** Trecho **
- - - - -
Para entender o quadro, porém, a Settra vai contratar uma consultoria para fazer uma pesquisa qualitativa com os usuários. Este estudo estava previsto no edital da licitação.

‘Transferir ônus ao usuário é muito cômodo’

Problemas crônicos, como pontos de ônibus lotados, permanecem, principalmente na área central (Foto: Felipe Couri)

Em entrevista à Tribuna, a doutora em Planejamento de Transportes pela Universidade de São Paulo (USP), Simone Becker Lopes, afirmou que a situação enfrentada em Juiz de Fora é a mesma observada em outros municípios brasileiros. E a alegação da redução de demanda nada mais é que consequência da falta de qualidade no transporte público. “O que precisa ser feito é ter uma combinação equilibrada entre políticas públicas e medidas operacionais, para gerenciar a demanda. É preciso atrair as pessoas para modos mais sustentáveis, incentivar o uso do transporte público e afastar o usuário do interesse pelo individual. Se o IPK está caindo, é porque o automóvel particular continua sendo mais atraente.”

Segundo ela, o argumento que mudanças estruturais não são possíveis porque o preço da passagem pode subir é um equívoco, pois “transferir o ônus ao usuário é muito cômodo”. “O erro é avaliarem o quadro atual tendo o ponto de vista do empresário. Eles reclamam da queda de passageiros, mas não melhoram a qualidade. Ao mesmo tempo, ao perder a demanda pelo transporte público, estamos impactando outros custos públicos, como o aumento da emissão de poluentes, dos acidentes de trânsito e da própria qualidade de vida.”

Por isso, segundo Simone, é preciso investir no aperfeiçoamento do sistema, mesmo com a redução do IPK. Isso pode ser feito com subsídios pontuais do poder público para custear o transporte público ou até mesmo na redução do lucro dos empresários. “Em algum momento isso vai precisar ser feito, e, quando você melhora a qualidade, a demanda volta a crescer naturalmente. E a alegação de que as prefeituras não possuem recursos financeiros não são justificativas, pois elas podem rever os seus gastos. Dizer que falta dinheiro é muito fácil.” Na avaliação da especialista, esta mudança só terá início quando a população se tornar mais consciente dos seus direitos.
- - - - -
** Amostra de dados **

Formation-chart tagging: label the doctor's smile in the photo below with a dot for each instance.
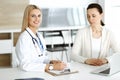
(31, 47)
- - - - -
** Problemas a resolver **
1 > Redigite o trecho sobre o transporte público em Juiz de Fora, começando em "Por isso, segundo" e terminando em "dos seus direitos.".
2 > Segundo o trecho sobre o transporte público em Juiz de Fora, em que área e por qual universidade Simone Becker Lopes é doutora?
3 > Liste os custos públicos que, conforme o trecho sobre o transporte público em Juiz de Fora, são afetados pela perda de demanda do transporte público.

** Respostas às tarefas **
1 >
Por isso, segundo Simone, é preciso investir no aperfeiçoamento do sistema, mesmo com a redução do IPK. Isso pode ser feito com subsídios pontuais do poder público para custear o transporte público ou até mesmo na redução do lucro dos empresários. “Em algum momento isso vai precisar ser feito, e, quando você melhora a qualidade, a demanda volta a crescer naturalmente. E a alegação de que as prefeituras não possuem recursos financeiros não são justificativas, pois elas podem rever os seus gastos. Dizer que falta dinheiro é muito fácil.” Na avaliação da especialista, esta mudança só terá início quando a população se tornar mais consciente dos seus direitos.

2 > Em Planejamento de Transportes, pela Universidade de São Paulo (USP).

3 > O aumento da emissão de poluentes, o aumento dos acidentes de trânsito e a própria qualidade de vida.